* Work to do
Copy the following records line for line, with no changes.

[Recorded data]
'''

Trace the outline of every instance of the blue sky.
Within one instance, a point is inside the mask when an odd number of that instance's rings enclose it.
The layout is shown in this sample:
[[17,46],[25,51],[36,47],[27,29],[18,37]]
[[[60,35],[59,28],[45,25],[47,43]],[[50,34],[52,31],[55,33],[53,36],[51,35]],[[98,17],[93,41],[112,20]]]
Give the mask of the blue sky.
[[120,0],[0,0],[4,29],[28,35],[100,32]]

'''

* Finished answer
Trace the outline of every instance of the blue sky.
Within one instance, a point is inside the mask when an odd number of that instance's rings enclose it.
The layout is shown in this sample:
[[17,46],[25,51],[36,47],[27,29],[18,37]]
[[[60,35],[59,28],[45,25],[47,43]],[[50,34],[52,31],[55,33],[53,36],[51,35]],[[98,17],[93,41],[112,20]]]
Give the mask of the blue sky.
[[120,0],[0,0],[4,29],[28,35],[100,32]]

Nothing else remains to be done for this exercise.